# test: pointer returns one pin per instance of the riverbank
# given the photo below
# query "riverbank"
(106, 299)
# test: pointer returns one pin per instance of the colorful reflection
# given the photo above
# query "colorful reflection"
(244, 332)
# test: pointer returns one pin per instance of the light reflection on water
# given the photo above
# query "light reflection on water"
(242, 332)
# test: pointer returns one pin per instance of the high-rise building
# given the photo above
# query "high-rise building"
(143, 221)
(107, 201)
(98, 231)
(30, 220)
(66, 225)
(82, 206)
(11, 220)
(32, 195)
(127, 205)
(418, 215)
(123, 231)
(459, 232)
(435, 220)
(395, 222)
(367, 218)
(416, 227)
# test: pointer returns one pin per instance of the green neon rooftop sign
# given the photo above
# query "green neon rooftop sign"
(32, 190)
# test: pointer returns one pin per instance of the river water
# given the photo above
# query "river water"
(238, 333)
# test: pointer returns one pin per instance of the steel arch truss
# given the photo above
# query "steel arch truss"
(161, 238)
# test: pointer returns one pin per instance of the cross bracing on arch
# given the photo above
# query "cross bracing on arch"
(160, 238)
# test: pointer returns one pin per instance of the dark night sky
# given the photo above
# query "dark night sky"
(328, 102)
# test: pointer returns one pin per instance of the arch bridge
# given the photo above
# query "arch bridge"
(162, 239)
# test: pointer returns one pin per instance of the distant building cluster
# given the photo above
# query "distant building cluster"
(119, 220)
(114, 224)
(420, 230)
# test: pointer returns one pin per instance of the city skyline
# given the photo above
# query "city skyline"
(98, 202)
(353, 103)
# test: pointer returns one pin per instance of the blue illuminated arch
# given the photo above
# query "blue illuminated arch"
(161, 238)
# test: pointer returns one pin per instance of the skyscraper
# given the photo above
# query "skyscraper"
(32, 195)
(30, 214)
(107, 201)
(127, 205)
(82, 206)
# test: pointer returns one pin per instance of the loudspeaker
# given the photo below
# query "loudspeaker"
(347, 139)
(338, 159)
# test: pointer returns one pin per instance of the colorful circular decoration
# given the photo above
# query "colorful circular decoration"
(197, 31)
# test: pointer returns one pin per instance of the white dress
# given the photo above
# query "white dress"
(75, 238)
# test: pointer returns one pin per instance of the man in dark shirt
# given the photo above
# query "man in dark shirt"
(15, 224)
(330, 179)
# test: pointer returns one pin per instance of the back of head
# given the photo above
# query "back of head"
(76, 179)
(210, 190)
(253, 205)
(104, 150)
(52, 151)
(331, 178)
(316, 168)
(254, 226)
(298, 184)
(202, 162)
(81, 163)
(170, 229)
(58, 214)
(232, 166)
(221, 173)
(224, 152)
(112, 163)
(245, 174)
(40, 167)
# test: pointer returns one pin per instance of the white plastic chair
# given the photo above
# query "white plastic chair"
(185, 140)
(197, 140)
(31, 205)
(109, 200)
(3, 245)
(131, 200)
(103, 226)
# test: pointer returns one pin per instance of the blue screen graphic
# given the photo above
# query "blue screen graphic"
============================================================
#### [Set exercise]
Write out the lines above as a numbered list, skipping any blank lines.

#### [Worked answer]
1. # test: pointer returns one pin per instance of the riverbank
2. # given the photo below
3. # query "riverbank"
4. (106, 299)
5. # test: pointer returns one pin per instance of the colorful reflection
6. # given the photo above
7. # query "colorful reflection"
8. (244, 332)
9. # test: pointer returns one pin per instance of the light reflection on water
10. # given the photo above
11. # query "light reflection on water"
12. (242, 332)
13. # test: pointer returns one pin per instance of the high-rise building
14. # given the photo above
15. # query "high-rise building"
16. (143, 221)
17. (107, 201)
18. (98, 231)
19. (30, 220)
20. (66, 225)
21. (82, 206)
22. (11, 220)
23. (32, 195)
24. (127, 205)
25. (418, 215)
26. (123, 231)
27. (459, 232)
28. (435, 220)
29. (395, 222)
30. (367, 218)
31. (416, 227)
32. # test: pointer returns one pin per instance of the green neon rooftop sign
33. # given the photo above
34. # query "green neon rooftop sign"
35. (32, 190)
36. # test: pointer returns one pin per instance of the river water
37. # given the photo above
38. # query "river water"
39. (238, 333)
40. # test: pointer returns one pin per instance of the steel arch truss
41. # given the photo above
42. # query "steel arch truss"
43. (161, 238)
44. # test: pointer returns one pin per instance of the cross bracing on arch
45. # given the photo above
46. # query "cross bracing on arch"
47. (160, 238)
48. # test: pointer returns one pin per instance of the dark night sky
49. # given the photo above
50. # query "dark night sky"
51. (328, 102)
52. # test: pointer returns one pin per instance of the arch bridge
53. # given the photo above
54. # query "arch bridge"
55. (162, 239)
56. # test: pointer returns one pin per instance of the distant building cluster
57. # given the photo above
58. # query "distant building cluster"
59. (119, 220)
60. (114, 224)
61. (420, 230)
62. # test: pointer returns one pin per instance of the city skyline
63. # given the photo above
64. # query "city skyline"
65. (98, 202)
66. (353, 103)
67. # test: pointer returns one pin per instance of the blue illuminated arch
68. # given the photo above
69. # query "blue illuminated arch"
70. (161, 238)
71. # test: pointer returns one pin per instance of the skyscraper
72. # given the photo above
73. # query "skyscraper"
74. (32, 195)
75. (30, 214)
76. (107, 201)
77. (127, 205)
78. (82, 206)
79. # test: pointer returns one pin per instance of the loudspeaker
80. # given the photo below
81. # query "loudspeaker"
82. (347, 139)
83. (338, 159)
84. # test: pointer returns one pin per instance of the colorful circular decoration
85. # given the photo above
86. # query "colorful circular decoration"
87. (197, 31)
88. # test: pointer returns one pin per instance of the white dress
89. # given the photo above
90. # query "white dress"
91. (75, 238)
92. # test: pointer returns one pin per instance of the man in dark shirt
93. # given the photo above
94. # query "man in dark shirt"
95. (15, 224)
96. (330, 179)
97. # test: pointer returns one pin per instance of the back of head
98. # given the photo above
99. # query "back of head"
100. (76, 179)
101. (210, 190)
102. (253, 205)
103. (104, 150)
104. (52, 151)
105. (331, 178)
106. (316, 168)
107. (254, 226)
108. (298, 184)
109. (202, 162)
110. (81, 163)
111. (170, 229)
112. (58, 214)
113. (232, 166)
114. (221, 173)
115. (224, 152)
116. (112, 163)
117. (245, 174)
118. (40, 167)
119. # test: pointer returns one pin per instance of the white plastic chair
120. # given the photo above
121. # query "white plastic chair"
122. (185, 140)
123. (197, 140)
124. (31, 205)
125. (109, 200)
126. (3, 245)
127. (131, 200)
128. (103, 226)
129. # test: pointer returns one pin per instance of the blue screen graphic
130. # given the photo above
131. # query "blue screen graphic"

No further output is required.